- [Material for this exercise]
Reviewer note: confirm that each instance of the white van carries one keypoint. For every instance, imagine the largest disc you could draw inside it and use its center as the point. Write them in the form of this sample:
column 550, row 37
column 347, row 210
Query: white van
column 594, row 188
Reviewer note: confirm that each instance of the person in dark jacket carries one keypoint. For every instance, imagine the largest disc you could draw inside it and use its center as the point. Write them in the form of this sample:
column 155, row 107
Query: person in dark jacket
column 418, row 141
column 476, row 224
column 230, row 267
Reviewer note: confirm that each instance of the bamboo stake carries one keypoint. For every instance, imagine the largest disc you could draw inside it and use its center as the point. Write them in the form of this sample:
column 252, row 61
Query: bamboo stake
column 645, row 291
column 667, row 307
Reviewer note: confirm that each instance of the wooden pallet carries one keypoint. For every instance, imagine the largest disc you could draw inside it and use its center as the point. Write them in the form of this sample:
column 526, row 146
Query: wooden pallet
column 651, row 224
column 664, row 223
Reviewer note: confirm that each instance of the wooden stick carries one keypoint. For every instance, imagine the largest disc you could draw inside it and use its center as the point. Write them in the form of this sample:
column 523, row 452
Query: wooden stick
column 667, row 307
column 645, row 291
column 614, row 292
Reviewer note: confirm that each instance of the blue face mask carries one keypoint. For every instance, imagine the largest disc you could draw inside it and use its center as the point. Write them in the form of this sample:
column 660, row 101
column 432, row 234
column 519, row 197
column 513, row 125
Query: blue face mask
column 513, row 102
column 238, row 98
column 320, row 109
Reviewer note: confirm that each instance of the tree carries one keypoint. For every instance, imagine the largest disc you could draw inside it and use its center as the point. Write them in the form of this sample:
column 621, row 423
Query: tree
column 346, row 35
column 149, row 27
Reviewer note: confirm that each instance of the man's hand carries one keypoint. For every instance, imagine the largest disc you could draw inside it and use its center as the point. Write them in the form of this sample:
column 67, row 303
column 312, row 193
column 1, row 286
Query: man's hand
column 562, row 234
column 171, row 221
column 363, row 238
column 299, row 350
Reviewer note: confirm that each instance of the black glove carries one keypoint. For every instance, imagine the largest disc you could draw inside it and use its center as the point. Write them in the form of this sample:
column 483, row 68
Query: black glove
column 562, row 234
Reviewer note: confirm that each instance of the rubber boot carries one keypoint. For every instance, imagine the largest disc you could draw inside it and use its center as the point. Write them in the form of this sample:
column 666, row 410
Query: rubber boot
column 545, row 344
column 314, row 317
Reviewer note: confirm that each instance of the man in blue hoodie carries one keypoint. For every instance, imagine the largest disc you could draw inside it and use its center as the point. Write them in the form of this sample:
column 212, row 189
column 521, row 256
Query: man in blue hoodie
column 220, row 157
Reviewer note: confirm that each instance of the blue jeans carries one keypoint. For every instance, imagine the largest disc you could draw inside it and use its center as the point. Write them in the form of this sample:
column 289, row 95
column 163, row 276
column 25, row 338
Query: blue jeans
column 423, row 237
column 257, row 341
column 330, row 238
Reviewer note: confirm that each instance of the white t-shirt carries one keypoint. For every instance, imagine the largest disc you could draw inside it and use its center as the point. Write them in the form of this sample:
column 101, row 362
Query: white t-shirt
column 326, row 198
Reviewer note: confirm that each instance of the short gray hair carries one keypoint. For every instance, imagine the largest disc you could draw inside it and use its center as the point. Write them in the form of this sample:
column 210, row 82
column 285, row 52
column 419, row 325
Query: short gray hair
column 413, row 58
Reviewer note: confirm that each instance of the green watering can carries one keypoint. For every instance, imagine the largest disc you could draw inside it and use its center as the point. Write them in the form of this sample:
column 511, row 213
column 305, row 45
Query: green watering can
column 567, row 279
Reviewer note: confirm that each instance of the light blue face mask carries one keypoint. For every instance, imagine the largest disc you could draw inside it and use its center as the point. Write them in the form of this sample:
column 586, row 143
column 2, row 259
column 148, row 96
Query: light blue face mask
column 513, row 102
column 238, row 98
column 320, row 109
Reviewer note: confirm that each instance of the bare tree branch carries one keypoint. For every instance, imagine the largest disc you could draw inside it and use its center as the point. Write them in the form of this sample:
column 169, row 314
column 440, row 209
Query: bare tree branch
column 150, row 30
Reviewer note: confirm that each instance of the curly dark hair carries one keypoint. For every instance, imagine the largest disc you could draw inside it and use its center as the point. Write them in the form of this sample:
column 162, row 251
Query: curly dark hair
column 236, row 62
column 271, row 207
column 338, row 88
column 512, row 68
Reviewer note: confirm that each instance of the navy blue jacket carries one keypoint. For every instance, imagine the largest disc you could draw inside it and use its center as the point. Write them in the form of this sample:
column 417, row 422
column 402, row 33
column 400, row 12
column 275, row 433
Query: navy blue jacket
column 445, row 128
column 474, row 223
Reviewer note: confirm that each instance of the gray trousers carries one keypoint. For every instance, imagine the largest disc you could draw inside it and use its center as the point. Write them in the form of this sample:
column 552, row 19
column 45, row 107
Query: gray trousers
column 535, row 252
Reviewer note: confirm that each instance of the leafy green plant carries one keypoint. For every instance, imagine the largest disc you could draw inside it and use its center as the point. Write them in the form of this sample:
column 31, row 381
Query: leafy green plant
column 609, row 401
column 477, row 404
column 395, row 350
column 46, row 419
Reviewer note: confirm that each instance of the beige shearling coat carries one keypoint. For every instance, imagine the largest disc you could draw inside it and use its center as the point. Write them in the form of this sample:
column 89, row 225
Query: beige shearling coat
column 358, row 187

- [Problem description] Your task is to transcribe the line containing "Reviewer note: confirm that each instance of the gray" and every line after it, through the last line of the data, exactly as written and with nothing more.

- [Full answer]
Reviewer note: confirm that each instance of the gray trousers carries one keypoint. For every instance, imagine the largest disc you could draw inside it and use its center as the point. Write them in the form of this sample:
column 552, row 19
column 45, row 107
Query: gray trousers
column 535, row 252
Reviewer note: confirm that each instance of the leafy green plant carries one keypoint. For every instance, imagine the largest disc you could draw inside it and use its center as the point. Write them in the form of this sample:
column 31, row 381
Query: leafy green plant
column 609, row 401
column 477, row 404
column 395, row 350
column 46, row 419
Reviewer note: confirm that each instance of the beige shearling coat carries one keypoint. For every instance, imagine the largest disc you could draw inside it and use its center as the point. Write them in the form of this sample:
column 89, row 225
Query: beige shearling coat
column 358, row 187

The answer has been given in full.